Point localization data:
_ _ _ _ _ _ _

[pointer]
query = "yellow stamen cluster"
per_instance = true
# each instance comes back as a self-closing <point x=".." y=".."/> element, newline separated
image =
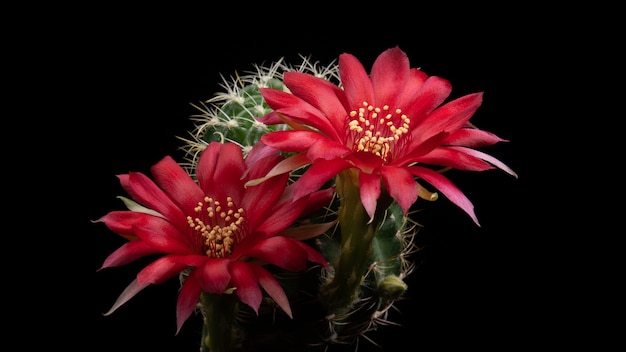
<point x="376" y="130"/>
<point x="220" y="225"/>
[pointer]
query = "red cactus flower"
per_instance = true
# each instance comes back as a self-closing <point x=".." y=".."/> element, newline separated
<point x="220" y="229"/>
<point x="388" y="125"/>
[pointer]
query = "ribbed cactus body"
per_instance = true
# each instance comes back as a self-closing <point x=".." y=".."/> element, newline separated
<point x="231" y="116"/>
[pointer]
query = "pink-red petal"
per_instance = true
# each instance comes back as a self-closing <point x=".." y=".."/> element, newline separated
<point x="389" y="75"/>
<point x="128" y="253"/>
<point x="447" y="188"/>
<point x="273" y="288"/>
<point x="146" y="192"/>
<point x="213" y="276"/>
<point x="160" y="270"/>
<point x="449" y="117"/>
<point x="356" y="82"/>
<point x="317" y="175"/>
<point x="177" y="183"/>
<point x="322" y="94"/>
<point x="401" y="185"/>
<point x="280" y="251"/>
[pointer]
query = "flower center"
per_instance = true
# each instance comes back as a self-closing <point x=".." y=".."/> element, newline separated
<point x="219" y="224"/>
<point x="377" y="130"/>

_ _ _ _ _ _ _

**REQUIREMENT:** The answer must be the number of lines in the records where the string "cactus" is found, stated alone.

**FINAL ANSWER:** 2